* **Extracted data**:
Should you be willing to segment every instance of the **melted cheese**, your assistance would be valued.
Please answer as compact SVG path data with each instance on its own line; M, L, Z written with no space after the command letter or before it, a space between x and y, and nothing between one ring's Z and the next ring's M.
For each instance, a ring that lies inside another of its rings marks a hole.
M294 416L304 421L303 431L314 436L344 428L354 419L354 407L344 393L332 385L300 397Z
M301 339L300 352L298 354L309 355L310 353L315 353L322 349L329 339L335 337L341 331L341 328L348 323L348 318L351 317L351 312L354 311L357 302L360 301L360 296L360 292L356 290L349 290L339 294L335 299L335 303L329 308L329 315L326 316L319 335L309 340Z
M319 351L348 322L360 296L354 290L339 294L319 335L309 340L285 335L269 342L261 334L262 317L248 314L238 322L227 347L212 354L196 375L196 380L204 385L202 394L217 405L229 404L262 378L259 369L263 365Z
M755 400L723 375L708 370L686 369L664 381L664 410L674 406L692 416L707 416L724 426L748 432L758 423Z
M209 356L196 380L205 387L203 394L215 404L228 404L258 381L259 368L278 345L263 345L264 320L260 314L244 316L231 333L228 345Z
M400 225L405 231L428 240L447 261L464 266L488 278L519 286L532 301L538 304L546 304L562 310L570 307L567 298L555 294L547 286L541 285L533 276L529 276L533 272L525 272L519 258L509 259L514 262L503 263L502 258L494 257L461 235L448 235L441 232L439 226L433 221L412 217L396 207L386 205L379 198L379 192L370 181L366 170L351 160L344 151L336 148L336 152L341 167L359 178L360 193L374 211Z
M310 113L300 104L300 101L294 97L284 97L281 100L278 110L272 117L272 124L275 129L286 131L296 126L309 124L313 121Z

* **Exercise instructions**: Return the entries above unchanged, starting at the first line and stopping after the line with "Please answer as".

* **Answer to the exercise**:
Should you be willing to segment every instance of the **melted cheese**, your assistance would be valued.
Please answer as compact SVG path data with each instance on its own line; M, L, Z written with no space after the command letter or before it, a space between x and y, and nothing between one ring's Z and the next ring's M.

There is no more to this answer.